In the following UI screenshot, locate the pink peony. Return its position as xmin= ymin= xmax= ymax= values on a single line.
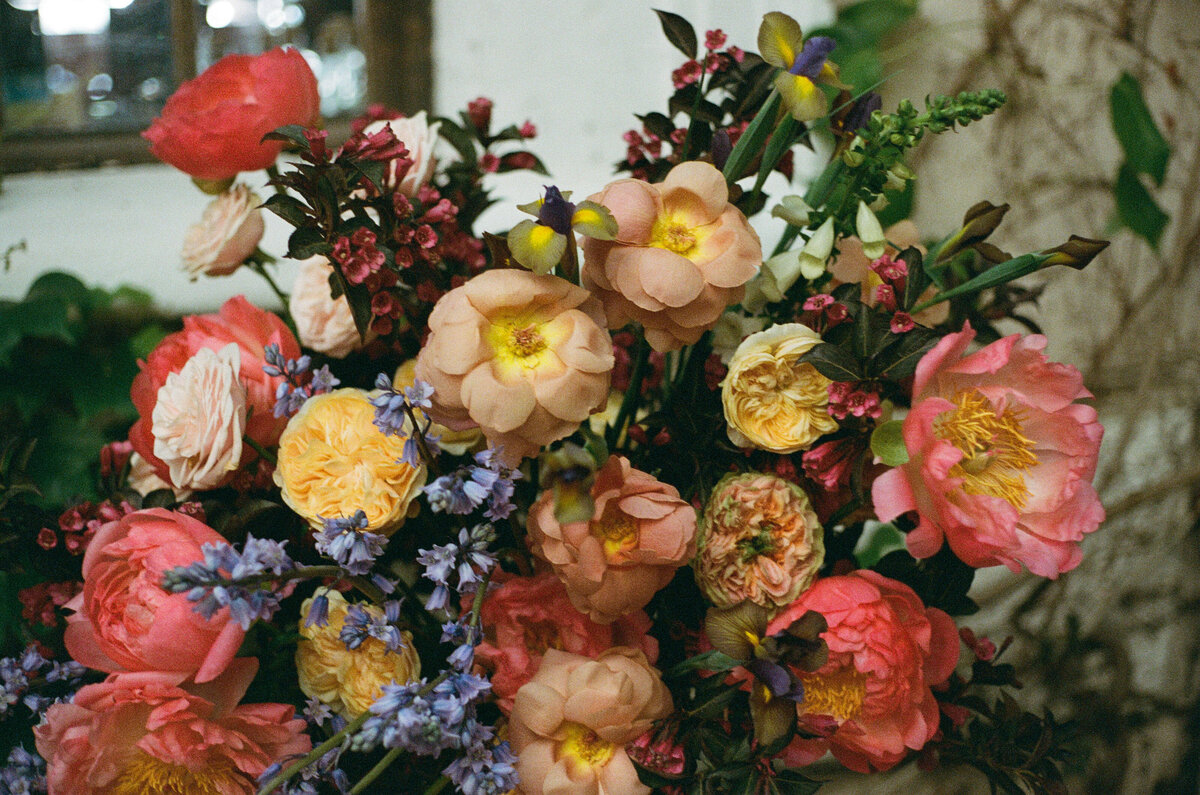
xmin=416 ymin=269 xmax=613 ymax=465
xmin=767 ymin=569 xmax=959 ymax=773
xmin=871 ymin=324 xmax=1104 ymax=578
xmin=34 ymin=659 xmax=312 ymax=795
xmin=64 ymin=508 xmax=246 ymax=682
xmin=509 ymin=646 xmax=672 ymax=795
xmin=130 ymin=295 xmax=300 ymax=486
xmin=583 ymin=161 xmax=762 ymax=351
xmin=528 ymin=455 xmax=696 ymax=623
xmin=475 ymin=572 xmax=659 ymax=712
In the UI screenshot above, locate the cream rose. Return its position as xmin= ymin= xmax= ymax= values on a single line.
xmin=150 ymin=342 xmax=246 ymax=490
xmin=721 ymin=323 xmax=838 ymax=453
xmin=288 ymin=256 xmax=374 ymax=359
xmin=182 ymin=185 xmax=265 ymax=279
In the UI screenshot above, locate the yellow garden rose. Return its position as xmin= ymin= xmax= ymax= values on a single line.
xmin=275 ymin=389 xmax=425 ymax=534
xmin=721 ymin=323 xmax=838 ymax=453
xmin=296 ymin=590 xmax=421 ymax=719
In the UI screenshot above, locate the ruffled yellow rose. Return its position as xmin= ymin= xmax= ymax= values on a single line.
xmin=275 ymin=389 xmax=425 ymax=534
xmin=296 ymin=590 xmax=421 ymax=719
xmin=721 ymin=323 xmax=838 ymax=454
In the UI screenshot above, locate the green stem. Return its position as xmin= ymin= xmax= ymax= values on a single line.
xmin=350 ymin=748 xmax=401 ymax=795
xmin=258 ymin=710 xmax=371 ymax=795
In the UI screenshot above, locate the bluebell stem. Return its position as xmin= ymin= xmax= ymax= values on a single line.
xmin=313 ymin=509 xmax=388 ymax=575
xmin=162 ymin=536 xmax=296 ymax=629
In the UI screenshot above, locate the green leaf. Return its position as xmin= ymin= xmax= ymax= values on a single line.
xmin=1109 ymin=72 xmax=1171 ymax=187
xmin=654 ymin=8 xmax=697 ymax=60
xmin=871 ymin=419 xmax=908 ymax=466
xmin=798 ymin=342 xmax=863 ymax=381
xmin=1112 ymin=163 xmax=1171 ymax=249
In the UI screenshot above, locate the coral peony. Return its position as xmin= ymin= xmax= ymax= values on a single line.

+ + + + + + +

WHAT IS REQUIRED — Can you set out every one of the records above as a numbered list, skipping any blank lines and leaving the pictures out?

SOLUTION FOR THIS EXERCISE —
1. In the following UI screenshot, locate the pink peony. Return its position as xmin= ymin= xmax= ymax= values on a single line.
2. xmin=416 ymin=269 xmax=613 ymax=465
3. xmin=767 ymin=569 xmax=959 ymax=773
4. xmin=871 ymin=324 xmax=1104 ymax=578
5. xmin=34 ymin=659 xmax=312 ymax=795
6. xmin=64 ymin=508 xmax=246 ymax=682
7. xmin=509 ymin=646 xmax=672 ymax=795
8. xmin=130 ymin=295 xmax=300 ymax=486
9. xmin=583 ymin=161 xmax=762 ymax=351
10. xmin=528 ymin=455 xmax=696 ymax=623
11. xmin=475 ymin=572 xmax=659 ymax=712
12. In the UI screenshot above, locate the cream rose. Return its position as xmin= ymin= xmax= ymax= values on a single line.
13. xmin=150 ymin=342 xmax=246 ymax=490
14. xmin=721 ymin=323 xmax=838 ymax=453
15. xmin=288 ymin=256 xmax=374 ymax=359
16. xmin=182 ymin=185 xmax=265 ymax=279
17. In the UI screenshot above, locate the yellow garden rose. Return its position as xmin= ymin= xmax= ymax= values on a single line.
18. xmin=275 ymin=389 xmax=425 ymax=534
19. xmin=721 ymin=323 xmax=838 ymax=453
20. xmin=296 ymin=590 xmax=421 ymax=719
21. In the UI screenshot above, locate the ruffled yellow rose. Return its position as xmin= ymin= xmax= ymax= values on a single line.
22. xmin=275 ymin=389 xmax=425 ymax=534
23. xmin=296 ymin=590 xmax=421 ymax=719
24. xmin=721 ymin=323 xmax=838 ymax=454
25. In the UI screenshot above, locate the green stem. Return its position as xmin= ymin= xmax= ymax= values on a single line.
26. xmin=350 ymin=748 xmax=401 ymax=795
27. xmin=258 ymin=710 xmax=371 ymax=795
28. In the UI screenshot above, locate the bluebell stem. Return its position as xmin= ymin= xmax= ymax= values on a single line.
29. xmin=313 ymin=509 xmax=388 ymax=575
30. xmin=162 ymin=536 xmax=296 ymax=629
31. In the UI screenshot above, locate the green leaf. Return its position as xmin= ymin= xmax= ymax= values on a single line.
32. xmin=1109 ymin=72 xmax=1171 ymax=187
33. xmin=654 ymin=8 xmax=697 ymax=60
34. xmin=871 ymin=419 xmax=908 ymax=466
35. xmin=798 ymin=342 xmax=863 ymax=381
36. xmin=1112 ymin=163 xmax=1171 ymax=249
37. In the UI screenshot above, locate the coral peony. Return its position as xmin= ymin= xmax= ymax= values on a single line.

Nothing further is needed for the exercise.